[Prompt] Start to finish, repeat the records exactly.

[Dataset entries]
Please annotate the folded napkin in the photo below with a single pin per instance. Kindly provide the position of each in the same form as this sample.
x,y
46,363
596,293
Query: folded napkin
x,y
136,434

[Output of the task]
Please annotate the folded napkin in the photo below with a single pin per instance. Kindly provide the position of each in the same form as this sample.
x,y
46,363
596,293
Query: folded napkin
x,y
136,434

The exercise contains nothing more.